(QUOTED TEXT):
--- --- ---
My bad, I made a mistake, what I want is just sitting here ;)

> >>
> >>               /*
> >>                * clear dirty, set writeback and unlock the pages.
> >
> > What about the 'if (ret) {}' after btrfs_add_ordered_extent_compress()?
> > It looks similar to this case.
> 
> Similar but different, and not a problem.
> 
> The problem is returning after adding the extent map to the modified
> list and before creating an ordered operation.
> For that case you mention, since the ordered operation was created, we
> return without removing the extent map and without returning the
> reserved space too - that's because removing the em and returning the
> space is done by btrfs_finish_ordered_io(), for which the fsync was to
> wait for (again, because the ordered operation exists).

Thanks for the explanation.

-liubo

> 
> thanks
> 
> >
> > thanks,
> > -liubo
> >
> >> @@ -985,14 +989,14 @@ static noinline int cow_file_range(struct inode *inode,
> >>               ret = btrfs_add_ordered_extent(inode, start, ins.objectid,
> >>                                              ram_size, cur_alloc_size, 0);
> >>               if (ret)
--- --- ---
(ROWS):
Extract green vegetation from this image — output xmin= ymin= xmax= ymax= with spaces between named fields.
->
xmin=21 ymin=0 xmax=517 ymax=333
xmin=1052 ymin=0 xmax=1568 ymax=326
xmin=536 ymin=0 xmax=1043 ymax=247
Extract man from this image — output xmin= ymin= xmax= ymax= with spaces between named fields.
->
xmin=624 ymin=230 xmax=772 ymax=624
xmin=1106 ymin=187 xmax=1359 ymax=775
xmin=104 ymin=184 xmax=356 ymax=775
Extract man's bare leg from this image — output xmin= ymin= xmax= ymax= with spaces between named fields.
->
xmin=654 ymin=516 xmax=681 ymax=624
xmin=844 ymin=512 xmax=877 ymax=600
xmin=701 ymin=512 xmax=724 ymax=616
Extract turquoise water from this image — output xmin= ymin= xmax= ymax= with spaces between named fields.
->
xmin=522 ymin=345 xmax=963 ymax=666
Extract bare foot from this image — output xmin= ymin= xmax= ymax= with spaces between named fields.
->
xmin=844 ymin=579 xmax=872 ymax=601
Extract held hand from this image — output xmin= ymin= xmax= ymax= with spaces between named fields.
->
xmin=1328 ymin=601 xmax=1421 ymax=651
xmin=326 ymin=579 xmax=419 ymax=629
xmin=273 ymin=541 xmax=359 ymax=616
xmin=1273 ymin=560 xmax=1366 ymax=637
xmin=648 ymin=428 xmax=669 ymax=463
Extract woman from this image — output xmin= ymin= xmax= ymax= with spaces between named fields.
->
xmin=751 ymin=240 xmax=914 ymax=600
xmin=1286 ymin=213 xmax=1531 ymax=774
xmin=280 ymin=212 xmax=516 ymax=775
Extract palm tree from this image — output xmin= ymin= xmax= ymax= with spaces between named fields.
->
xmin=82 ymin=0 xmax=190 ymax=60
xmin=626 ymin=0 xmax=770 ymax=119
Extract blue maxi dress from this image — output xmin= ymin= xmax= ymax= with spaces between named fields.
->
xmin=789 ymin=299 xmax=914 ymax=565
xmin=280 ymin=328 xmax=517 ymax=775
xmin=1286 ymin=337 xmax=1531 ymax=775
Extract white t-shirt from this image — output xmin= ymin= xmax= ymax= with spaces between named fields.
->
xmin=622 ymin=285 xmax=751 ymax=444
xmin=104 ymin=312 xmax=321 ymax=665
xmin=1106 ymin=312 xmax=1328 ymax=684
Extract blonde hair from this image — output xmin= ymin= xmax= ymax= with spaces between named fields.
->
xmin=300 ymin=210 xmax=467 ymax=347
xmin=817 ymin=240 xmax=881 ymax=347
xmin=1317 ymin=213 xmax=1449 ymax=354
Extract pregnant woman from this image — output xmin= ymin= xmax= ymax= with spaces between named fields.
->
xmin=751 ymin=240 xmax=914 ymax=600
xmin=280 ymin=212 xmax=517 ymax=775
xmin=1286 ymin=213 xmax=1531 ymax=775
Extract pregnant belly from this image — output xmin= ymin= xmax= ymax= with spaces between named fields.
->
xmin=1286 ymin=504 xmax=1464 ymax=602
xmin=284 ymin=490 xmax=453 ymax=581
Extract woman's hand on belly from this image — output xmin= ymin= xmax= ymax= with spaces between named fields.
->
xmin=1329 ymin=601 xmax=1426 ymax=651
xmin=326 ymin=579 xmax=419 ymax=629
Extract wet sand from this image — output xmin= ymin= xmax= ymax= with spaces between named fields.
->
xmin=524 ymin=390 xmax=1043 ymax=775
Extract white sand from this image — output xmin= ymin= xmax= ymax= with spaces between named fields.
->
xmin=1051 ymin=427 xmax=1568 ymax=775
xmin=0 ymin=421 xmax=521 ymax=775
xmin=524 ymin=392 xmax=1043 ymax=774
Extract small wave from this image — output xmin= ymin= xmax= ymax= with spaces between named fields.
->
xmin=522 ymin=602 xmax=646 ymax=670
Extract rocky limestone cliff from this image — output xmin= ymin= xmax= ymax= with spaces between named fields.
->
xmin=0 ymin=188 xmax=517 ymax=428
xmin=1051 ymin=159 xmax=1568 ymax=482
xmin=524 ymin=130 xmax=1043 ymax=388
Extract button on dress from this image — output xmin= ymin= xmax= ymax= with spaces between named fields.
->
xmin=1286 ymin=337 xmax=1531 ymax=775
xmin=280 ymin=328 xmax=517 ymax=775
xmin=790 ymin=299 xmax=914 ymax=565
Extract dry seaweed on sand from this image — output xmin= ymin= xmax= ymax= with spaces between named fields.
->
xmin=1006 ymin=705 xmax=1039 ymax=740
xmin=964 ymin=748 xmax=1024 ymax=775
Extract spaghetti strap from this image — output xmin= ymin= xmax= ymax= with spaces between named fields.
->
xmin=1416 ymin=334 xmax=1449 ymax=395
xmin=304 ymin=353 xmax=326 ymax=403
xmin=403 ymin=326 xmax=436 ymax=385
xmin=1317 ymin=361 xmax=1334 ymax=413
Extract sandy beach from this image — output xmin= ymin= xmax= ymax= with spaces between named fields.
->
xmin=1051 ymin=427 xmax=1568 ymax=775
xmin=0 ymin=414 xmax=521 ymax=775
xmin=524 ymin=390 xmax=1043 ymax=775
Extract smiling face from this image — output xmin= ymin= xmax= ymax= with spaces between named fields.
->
--- --- ---
(EXERCISES):
- A) Answer these from the btrfs email thread, one line each:
(i) Which function removes the extent map and returns the reserved space?
(ii) What does the code comment say to do to the pages?
(iii) After which function call did liubo ask about the 'if (ret) {}'?
- B) In the btrfs email thread, turn the paragraph starting "For that case you mention" into a short bulleted list that keeps its main facts.
- C) Carry on the btrfs email thread from its final line.

(OUTPUTS IN ORDER):
- A)
(i) btrfs_finish_ordered_io()
(ii) Clear dirty, set writeback and unlock them.
(iii) btrfs_add_ordered_extent_compress()

- B)
- In that case, the ordered operation has already been created.
- The code returns without removing the extent map or returning the reserved space.
- btrfs_finish_ordered_io() handles both of those.
- The fsync waits for btrfs_finish_ordered_io() because the ordered operation exists.

- C)
> >> -                     goto out_reserve;
> >> +                     goto out_drop_extent_cache;
> >>
> >>               if (root->root_key.objectid ==
> >>                   BTRFS_DATA_RELOC_TREE_OBJECTID) {
> >>                       ret = btrfs_reloc_clone_csums(inode, start,
> >>                                                     cur_alloc_size);
> >>                       if (ret)
> >> -                             goto out_reserve;
> >> +                             goto out_drop_extent_cache;
> >>               }
> >>
> >>               if (disk_num_bytes < cur_alloc_size)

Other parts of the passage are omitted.